<<<<

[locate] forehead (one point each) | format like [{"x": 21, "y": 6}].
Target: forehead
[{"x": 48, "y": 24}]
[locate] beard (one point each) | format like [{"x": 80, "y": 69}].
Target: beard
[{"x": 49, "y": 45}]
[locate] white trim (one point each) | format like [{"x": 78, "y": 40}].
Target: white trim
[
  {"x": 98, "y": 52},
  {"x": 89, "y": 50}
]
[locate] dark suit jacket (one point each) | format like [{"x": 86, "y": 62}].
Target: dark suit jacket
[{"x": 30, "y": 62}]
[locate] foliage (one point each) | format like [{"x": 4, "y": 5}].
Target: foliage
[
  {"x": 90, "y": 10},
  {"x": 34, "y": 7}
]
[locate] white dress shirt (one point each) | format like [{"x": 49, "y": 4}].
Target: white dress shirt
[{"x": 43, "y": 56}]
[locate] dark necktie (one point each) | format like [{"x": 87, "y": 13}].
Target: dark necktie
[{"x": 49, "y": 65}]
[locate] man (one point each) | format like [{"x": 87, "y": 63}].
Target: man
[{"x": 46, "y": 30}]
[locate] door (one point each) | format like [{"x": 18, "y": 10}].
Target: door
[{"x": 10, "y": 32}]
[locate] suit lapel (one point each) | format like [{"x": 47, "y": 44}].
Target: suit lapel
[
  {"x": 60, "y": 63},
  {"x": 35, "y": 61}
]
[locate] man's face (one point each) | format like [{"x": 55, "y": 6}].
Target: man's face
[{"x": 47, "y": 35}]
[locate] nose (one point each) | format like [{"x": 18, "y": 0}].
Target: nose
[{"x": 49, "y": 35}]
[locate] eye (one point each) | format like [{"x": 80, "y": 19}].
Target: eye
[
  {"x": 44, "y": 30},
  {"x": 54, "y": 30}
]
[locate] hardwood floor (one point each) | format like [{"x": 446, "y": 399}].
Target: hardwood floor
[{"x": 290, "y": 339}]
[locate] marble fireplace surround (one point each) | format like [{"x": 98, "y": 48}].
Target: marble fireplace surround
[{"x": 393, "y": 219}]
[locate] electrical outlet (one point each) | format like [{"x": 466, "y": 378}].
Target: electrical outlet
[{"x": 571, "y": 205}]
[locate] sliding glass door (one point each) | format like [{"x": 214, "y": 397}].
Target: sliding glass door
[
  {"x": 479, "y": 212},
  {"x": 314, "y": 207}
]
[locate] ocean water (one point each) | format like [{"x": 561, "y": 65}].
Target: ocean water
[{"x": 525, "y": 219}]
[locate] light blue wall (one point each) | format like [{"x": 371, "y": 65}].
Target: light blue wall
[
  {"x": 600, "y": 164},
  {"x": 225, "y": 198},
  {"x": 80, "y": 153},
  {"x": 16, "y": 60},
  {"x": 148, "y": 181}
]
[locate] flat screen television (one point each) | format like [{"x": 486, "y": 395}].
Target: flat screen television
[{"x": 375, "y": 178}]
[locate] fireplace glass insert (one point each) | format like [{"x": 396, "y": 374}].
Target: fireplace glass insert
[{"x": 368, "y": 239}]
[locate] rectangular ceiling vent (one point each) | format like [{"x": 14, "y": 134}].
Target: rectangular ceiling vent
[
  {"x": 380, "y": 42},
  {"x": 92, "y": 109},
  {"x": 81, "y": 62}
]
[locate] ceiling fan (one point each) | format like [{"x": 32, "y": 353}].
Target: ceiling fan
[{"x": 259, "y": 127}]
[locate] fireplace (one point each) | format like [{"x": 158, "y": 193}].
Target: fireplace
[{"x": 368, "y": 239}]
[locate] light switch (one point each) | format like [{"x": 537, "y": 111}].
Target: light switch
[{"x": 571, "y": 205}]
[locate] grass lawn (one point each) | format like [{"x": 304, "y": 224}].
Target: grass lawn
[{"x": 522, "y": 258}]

>>>>

Please restate the whole listing word for word.

## Response
[locate] forehead (one point each) | format like [{"x": 21, "y": 6}].
Target: forehead
[{"x": 48, "y": 24}]
[locate] beard (one point each) | format like [{"x": 80, "y": 69}].
Target: beard
[{"x": 49, "y": 45}]
[locate] white trim (one point each) | format like [{"x": 78, "y": 40}].
Target: white trim
[
  {"x": 98, "y": 52},
  {"x": 89, "y": 50}
]
[locate] dark suit jacket (one point each) | format like [{"x": 86, "y": 62}].
Target: dark suit jacket
[{"x": 30, "y": 62}]
[locate] foliage (one point each) | format like [{"x": 4, "y": 5}].
Target: foliage
[
  {"x": 90, "y": 10},
  {"x": 34, "y": 7}
]
[locate] white dress shirt (one point each) | format like [{"x": 49, "y": 4}].
Target: white dress shirt
[{"x": 43, "y": 56}]
[locate] dark necktie (one point each) | format like [{"x": 87, "y": 13}].
Target: dark necktie
[{"x": 49, "y": 65}]
[locate] man (one point each) | format like [{"x": 87, "y": 63}].
Target: man
[{"x": 46, "y": 30}]
[locate] door (one point each) | format like [{"x": 18, "y": 10}].
Target: door
[{"x": 10, "y": 32}]
[locate] suit lapel (one point each) | format like [{"x": 47, "y": 44}].
Target: suit lapel
[
  {"x": 60, "y": 63},
  {"x": 35, "y": 61}
]
[locate] man's face (one point each) | format like [{"x": 55, "y": 6}].
Target: man's face
[{"x": 47, "y": 35}]
[locate] nose (one point each) | format like [{"x": 18, "y": 0}].
Target: nose
[{"x": 49, "y": 35}]
[locate] eye (one point each) | format like [{"x": 80, "y": 19}].
Target: eye
[
  {"x": 44, "y": 30},
  {"x": 54, "y": 30}
]
[locate] hardwood floor (one point each) | format like [{"x": 446, "y": 399}].
Target: hardwood floor
[{"x": 290, "y": 339}]
[locate] marble fireplace surround (one point each) | format like [{"x": 98, "y": 48}].
Target: marble fireplace surround
[{"x": 393, "y": 219}]
[locate] electrical outlet (one point each) | format like [{"x": 466, "y": 378}].
Target: electrical outlet
[{"x": 571, "y": 205}]
[locate] sliding glass door (one point each) | format like [{"x": 214, "y": 397}].
Target: sliding glass door
[
  {"x": 479, "y": 212},
  {"x": 314, "y": 207}
]
[locate] ocean water (one point each) | format like [{"x": 561, "y": 65}].
Target: ocean water
[{"x": 525, "y": 219}]
[locate] light blue wall (one point each) | format like [{"x": 371, "y": 65}].
Target: light blue wall
[
  {"x": 600, "y": 164},
  {"x": 225, "y": 198},
  {"x": 80, "y": 153},
  {"x": 16, "y": 60},
  {"x": 148, "y": 181}
]
[locate] flat screen television (one point each) | format like [{"x": 486, "y": 395}].
Target: flat screen television
[{"x": 375, "y": 178}]
[locate] fireplace glass insert (one point each) | format like [{"x": 396, "y": 374}].
Target: fireplace glass insert
[{"x": 368, "y": 239}]
[locate] rectangular ceiling vent (one point each) | format like [{"x": 14, "y": 134}].
Target: rectangular ceiling vent
[
  {"x": 380, "y": 42},
  {"x": 92, "y": 109},
  {"x": 81, "y": 62}
]
[locate] ceiling fan (one point each) | format like [{"x": 32, "y": 353}].
Target: ceiling fan
[{"x": 259, "y": 127}]
[locate] fireplace (one point each) | format like [{"x": 158, "y": 193}].
Target: fireplace
[{"x": 368, "y": 239}]
[locate] light switch (one point each) | format like [{"x": 537, "y": 111}].
Target: light switch
[{"x": 571, "y": 205}]
[locate] grass lawn (one point each) | format like [{"x": 304, "y": 224}].
Target: grass lawn
[{"x": 522, "y": 258}]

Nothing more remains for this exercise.